A empresa sacrificou Tay por conta de sua empatia com usuários do Twitter, em cuja convivência se converteu em racista, xenófoba, machista, isto é, em eleitora potencial de Donald Trump ou Jair Bolsonaro.
Tay serviu de esponja e espelho para fenômeno em alta: a radicalização de posições políticas. As novas tecnologias circulam juízos peremptórios e informações sem checagem. Como na vida "real", laços virtuais se constroem entre os assemelhados em opiniões, aspirações, gostos. Mimetismo de "likes" e "shares" instantâneos, ânsia de pertencimento que suprime o raciocínio complexo, apostos e adversativas –quem se aventura incorre num pecado, o "textão". O alarido é por apreciação definitiva, a favor ou contra, sem meio-tom.
A radicalização política cria cercas de arame farpado no mundo virtual como naquele estrangeiro a Tay, o da convivência face a face, em carne e osso. E derrama sangue –Paris e Bruxelas, Turquia e Paquistão o testemunham. No Brasil, produz tensão que se apalpa com os dedos.
"Radicalização" está longe de ser termo unívoco. Basta ir ao "Aurélio" –digo, ao Google. O radical do século 19 ficava à esquerda dos liberais: pró-reformas igualitárias e uso cirúrgico da violência, como pregavam os anarquistas de que trata Benedict Anderson no livro "Sob Três Bandeiras: Anarquismo e Imaginação Anticolonial". Radicais por contraponto ao outro lado da balança, tão saliente na vida brasileira, o conservadorismo.
Mas ser radical também é ir à raiz. Antonio Candido, em ensaio chamado justo "Radicalismos", comenta grandes do pensamento brasileiro –Manuel Bonfim, Joaquim Nabuco, Sérgio Buarque de Holanda– que desvelaram os alicerces de nossa formação social.

*Tarefas do exercício*
1 – Liste os lugares que, segundo o trecho sobre radicalização política, testemunham o sangue derramado.
2 – Traduza para o inglês esta frase do trecho sobre radicalização política: "Mas ser radical também é ir à raiz."
Responda usando somente o trecho.

*Itens apresentados*
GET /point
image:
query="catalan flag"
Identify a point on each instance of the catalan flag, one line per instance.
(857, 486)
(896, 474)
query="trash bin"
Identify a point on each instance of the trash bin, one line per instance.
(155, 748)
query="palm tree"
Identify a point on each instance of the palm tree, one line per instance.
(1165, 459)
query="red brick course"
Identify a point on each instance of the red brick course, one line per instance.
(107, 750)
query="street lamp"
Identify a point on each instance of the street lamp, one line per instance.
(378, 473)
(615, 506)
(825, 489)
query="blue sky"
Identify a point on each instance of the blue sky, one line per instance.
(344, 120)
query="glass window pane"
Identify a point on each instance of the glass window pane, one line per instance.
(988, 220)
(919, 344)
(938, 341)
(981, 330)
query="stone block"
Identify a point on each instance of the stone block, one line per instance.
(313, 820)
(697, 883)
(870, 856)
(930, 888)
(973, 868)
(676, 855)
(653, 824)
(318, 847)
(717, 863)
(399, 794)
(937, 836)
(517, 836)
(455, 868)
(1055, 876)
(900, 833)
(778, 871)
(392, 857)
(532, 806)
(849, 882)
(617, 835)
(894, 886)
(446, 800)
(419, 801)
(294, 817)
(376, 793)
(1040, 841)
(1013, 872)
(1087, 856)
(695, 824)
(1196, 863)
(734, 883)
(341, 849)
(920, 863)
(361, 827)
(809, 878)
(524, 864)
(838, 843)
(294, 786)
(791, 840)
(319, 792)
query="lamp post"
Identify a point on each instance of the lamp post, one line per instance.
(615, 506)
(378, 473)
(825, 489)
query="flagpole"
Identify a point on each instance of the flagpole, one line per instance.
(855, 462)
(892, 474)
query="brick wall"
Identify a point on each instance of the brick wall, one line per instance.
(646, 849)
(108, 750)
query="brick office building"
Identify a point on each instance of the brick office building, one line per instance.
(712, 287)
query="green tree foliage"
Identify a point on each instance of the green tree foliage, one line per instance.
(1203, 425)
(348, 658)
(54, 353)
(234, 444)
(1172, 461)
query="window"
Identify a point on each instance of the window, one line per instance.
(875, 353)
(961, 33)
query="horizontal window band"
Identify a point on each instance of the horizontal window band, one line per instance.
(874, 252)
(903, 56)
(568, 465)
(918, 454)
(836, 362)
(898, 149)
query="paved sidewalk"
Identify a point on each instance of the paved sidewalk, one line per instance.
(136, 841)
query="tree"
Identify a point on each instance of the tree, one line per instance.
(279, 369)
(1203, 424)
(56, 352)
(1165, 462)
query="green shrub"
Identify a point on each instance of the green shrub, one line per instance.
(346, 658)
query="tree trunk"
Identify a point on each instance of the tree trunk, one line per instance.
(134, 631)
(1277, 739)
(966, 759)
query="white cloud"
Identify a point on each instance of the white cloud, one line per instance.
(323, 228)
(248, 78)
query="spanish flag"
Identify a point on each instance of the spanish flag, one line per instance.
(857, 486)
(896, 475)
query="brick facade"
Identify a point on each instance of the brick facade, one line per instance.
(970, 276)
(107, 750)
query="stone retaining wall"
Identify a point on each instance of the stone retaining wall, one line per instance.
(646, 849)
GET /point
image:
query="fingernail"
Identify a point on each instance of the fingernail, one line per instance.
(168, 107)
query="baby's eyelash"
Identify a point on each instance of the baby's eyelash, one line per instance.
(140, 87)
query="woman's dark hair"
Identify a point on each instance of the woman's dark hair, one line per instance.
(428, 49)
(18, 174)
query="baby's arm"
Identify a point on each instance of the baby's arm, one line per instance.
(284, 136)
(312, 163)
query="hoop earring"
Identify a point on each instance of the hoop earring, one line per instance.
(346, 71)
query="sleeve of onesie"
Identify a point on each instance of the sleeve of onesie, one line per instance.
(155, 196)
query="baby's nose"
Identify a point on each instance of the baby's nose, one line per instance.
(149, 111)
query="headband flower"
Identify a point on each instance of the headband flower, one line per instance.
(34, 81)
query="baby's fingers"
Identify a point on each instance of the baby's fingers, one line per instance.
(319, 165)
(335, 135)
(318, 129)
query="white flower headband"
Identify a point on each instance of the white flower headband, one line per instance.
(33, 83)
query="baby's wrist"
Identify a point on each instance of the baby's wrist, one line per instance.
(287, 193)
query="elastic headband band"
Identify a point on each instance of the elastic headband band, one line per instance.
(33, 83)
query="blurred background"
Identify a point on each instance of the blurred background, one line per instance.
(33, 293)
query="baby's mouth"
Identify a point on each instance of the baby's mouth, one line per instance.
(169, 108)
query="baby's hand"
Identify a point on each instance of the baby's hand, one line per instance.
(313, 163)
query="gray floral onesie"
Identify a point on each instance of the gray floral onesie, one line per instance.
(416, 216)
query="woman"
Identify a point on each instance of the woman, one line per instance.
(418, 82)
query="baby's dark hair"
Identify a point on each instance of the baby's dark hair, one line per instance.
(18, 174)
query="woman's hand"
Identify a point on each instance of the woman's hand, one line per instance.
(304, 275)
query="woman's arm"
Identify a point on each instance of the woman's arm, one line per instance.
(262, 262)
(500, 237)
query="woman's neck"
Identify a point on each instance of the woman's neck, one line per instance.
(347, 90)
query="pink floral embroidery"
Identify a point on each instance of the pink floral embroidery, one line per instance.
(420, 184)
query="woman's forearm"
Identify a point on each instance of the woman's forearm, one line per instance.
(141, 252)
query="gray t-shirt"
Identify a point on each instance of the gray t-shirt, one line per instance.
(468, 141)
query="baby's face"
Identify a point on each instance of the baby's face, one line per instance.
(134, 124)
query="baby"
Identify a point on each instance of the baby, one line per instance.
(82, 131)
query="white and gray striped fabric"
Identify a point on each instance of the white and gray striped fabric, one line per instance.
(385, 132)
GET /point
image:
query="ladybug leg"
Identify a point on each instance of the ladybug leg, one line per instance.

*Respostas por tarefa*
1 – Paris, Bruxelas, Turquia, Paquistão

2 – But being radical also means going to the root.